> **WHAT YOU HAVE TO DO**
Continue the biographical article on George Randall, the Waterloo businessman and politician, from the point at which it stops.

> **EXTRACTED TEXT**
= George Randall (politician) =

American-born business owner and politician

George Randall (April 16, 1832 - December 23, 1908) was an American-born business owner and politician in Ontario, Canada. He served as reeve of Waterloo from 1870 to 1872 and as mayor in 1878.

He was born in Chesterfield, New Hampshire and came to Canada in 1854, working on construction contracts for the Grand Trunk Railway. With William Hespeler, he established the Granite Mills in 1857. Surplus grain from the mill was used to manufacture whiskey. Joseph E. Seagram joined the company in 1870 and, by 1883, had become sole owner of the business, which eventually became the Seagram's distillery.

In 1863, Randall purchased a sawmill in Hespeler and built a woollen mill there. In 1884, he and William Roos (1842-1922) established Randall and Roos Wholesale Groceries and Liquours, a wholesale grocery and liquor business in downtown Berlin (at 9 Queen Street North and 66 Queen Street South both later Kitchener).

> **INFORMATION**
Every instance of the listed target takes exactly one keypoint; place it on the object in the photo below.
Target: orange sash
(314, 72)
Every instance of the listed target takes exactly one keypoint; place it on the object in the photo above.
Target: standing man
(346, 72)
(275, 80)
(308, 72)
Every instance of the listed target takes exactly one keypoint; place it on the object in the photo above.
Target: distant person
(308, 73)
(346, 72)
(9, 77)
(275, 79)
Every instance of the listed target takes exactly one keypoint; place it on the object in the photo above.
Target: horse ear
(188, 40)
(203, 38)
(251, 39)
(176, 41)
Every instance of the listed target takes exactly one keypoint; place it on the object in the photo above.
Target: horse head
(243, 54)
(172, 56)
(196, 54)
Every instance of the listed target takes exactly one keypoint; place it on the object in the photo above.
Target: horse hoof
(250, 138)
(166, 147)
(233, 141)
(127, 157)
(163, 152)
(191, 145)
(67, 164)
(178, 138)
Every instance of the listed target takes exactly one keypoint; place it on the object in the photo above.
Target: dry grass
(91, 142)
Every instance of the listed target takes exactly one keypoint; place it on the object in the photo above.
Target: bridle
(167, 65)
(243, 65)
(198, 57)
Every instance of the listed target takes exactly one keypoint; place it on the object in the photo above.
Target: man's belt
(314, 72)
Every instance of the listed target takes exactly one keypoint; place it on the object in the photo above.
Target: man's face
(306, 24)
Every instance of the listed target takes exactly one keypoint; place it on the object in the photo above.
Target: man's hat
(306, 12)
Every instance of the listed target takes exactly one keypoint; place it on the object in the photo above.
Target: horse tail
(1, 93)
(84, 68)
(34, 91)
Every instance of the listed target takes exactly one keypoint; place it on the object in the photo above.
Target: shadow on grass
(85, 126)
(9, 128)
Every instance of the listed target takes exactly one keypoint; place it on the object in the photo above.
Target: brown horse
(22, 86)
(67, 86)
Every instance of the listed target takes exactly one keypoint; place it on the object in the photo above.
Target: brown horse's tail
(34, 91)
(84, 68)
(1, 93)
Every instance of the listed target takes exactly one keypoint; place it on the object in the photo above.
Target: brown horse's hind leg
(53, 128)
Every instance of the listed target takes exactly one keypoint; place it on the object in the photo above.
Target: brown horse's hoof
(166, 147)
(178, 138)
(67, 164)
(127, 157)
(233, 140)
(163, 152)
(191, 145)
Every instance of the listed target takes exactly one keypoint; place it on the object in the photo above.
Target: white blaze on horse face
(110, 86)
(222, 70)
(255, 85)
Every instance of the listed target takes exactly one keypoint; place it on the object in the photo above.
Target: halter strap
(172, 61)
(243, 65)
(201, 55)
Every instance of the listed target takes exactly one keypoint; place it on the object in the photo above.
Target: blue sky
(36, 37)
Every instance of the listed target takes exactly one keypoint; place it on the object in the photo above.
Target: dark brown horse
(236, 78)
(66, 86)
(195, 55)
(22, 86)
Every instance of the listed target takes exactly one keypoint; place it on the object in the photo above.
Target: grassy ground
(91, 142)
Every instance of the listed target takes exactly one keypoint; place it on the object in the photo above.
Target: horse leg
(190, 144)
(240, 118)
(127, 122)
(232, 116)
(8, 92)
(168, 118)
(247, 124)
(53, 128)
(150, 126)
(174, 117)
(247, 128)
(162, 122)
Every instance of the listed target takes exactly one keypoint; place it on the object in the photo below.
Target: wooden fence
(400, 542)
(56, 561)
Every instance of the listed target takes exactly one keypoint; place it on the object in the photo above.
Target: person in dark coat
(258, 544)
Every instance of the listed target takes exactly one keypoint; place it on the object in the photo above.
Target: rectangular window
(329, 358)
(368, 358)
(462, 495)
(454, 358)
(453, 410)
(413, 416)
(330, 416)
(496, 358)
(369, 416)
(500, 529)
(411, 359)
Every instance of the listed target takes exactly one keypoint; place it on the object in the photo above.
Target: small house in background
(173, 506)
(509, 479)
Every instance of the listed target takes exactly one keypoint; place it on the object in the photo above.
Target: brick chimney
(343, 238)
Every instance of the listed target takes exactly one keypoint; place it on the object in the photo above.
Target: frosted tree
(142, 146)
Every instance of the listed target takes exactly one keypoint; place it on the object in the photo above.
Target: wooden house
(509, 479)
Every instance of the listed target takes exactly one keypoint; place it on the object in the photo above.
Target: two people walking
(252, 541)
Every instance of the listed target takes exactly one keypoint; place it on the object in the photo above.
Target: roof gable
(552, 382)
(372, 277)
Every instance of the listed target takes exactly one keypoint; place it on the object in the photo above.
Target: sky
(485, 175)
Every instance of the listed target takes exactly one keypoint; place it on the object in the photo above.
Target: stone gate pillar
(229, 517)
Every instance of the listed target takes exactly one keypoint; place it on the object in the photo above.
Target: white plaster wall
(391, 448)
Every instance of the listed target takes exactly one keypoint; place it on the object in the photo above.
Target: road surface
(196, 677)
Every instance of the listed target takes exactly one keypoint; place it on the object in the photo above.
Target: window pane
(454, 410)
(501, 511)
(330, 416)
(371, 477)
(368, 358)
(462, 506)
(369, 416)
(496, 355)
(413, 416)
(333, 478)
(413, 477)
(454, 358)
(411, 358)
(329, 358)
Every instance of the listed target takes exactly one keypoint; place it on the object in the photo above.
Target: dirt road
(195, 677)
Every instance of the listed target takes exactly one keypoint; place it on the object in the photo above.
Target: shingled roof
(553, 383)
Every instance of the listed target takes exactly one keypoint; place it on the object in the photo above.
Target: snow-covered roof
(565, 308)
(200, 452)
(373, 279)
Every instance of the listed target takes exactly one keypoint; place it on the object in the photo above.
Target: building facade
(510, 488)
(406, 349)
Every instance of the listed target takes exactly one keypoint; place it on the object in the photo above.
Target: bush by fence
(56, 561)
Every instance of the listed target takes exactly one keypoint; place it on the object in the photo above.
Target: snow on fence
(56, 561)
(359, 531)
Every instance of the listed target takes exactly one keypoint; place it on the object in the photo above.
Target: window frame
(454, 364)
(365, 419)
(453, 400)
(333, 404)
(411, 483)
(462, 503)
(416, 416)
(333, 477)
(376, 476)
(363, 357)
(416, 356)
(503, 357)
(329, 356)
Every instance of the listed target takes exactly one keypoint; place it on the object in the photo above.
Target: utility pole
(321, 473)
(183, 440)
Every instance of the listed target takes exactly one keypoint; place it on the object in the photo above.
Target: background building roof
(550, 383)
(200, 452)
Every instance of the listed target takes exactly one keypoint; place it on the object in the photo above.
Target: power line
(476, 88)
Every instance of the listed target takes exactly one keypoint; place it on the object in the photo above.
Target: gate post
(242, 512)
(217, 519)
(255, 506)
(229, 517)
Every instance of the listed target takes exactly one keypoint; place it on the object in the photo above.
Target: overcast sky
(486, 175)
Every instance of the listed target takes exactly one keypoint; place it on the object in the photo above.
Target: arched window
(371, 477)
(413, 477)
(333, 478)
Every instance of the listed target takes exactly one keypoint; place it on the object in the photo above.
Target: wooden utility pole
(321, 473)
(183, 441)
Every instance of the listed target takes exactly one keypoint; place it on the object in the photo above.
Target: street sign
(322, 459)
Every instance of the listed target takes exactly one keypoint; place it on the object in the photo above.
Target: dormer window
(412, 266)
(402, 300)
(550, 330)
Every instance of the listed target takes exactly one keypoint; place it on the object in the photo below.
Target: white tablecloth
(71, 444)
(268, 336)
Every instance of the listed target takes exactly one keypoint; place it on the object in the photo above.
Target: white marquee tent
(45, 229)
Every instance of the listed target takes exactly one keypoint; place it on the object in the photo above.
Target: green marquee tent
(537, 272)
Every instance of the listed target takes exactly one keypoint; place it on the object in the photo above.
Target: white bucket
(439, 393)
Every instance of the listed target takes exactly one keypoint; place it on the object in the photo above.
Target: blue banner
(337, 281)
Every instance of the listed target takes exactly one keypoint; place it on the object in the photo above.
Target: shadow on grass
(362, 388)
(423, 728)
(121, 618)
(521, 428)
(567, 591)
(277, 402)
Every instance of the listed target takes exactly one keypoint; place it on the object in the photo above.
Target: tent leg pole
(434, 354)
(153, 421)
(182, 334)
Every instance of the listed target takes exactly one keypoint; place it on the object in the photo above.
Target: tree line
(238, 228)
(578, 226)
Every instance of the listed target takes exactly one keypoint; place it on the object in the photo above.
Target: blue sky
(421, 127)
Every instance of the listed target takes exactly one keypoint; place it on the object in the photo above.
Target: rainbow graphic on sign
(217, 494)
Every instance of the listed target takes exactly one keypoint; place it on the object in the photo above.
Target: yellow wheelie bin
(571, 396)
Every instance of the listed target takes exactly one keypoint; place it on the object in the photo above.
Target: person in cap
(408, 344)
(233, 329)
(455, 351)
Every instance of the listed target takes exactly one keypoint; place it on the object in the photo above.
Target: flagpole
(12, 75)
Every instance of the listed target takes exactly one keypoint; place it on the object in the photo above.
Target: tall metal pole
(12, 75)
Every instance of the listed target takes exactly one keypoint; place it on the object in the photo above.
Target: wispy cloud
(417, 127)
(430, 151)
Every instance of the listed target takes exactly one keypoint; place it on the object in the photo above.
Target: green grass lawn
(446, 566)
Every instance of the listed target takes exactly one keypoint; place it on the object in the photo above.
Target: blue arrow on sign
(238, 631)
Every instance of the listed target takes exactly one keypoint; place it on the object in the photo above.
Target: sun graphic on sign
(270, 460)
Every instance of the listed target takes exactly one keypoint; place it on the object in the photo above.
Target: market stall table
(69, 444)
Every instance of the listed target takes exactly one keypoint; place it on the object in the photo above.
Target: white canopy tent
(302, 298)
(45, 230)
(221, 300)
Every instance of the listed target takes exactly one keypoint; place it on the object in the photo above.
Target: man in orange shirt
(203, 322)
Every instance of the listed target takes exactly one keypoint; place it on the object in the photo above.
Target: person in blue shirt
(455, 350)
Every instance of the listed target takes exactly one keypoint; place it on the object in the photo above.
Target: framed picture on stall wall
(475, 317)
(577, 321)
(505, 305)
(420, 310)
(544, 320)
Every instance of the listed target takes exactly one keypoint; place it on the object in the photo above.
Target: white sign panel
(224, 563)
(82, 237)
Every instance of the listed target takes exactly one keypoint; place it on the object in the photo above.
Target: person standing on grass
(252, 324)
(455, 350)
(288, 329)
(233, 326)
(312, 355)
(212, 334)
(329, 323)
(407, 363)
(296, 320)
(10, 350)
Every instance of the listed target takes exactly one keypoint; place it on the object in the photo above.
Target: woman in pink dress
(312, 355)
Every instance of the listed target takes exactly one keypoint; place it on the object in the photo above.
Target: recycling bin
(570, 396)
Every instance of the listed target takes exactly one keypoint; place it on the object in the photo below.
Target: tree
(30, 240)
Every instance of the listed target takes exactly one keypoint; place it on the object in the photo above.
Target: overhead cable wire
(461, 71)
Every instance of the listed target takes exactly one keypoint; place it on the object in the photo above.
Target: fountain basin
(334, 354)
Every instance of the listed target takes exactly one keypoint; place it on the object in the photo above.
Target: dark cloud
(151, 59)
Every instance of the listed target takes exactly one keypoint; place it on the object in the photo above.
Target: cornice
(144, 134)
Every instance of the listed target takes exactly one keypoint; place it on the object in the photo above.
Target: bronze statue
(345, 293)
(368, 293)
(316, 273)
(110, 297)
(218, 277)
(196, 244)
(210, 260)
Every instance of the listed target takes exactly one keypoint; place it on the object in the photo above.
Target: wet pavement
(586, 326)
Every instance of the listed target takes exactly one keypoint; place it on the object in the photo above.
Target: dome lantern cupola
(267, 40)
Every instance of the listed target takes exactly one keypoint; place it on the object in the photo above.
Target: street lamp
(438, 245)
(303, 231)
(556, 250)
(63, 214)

> **ANSWER FOR THE TASK**
He married Caroline Roos (1834-1913), sister of partner William Roos, and the couple had four children (Clara, Emma, George Jr, Albert).

Randall was a director of the Waterloo Mutual Fire Insurance Company, and served 18 years as its president. He also served as first president of the Berlin-Waterloo Hospital Board and served on the first local Board of Health, formed in 1866.

The site of his former home became the office of the Mutual Life Insurance Company, now Sun Life.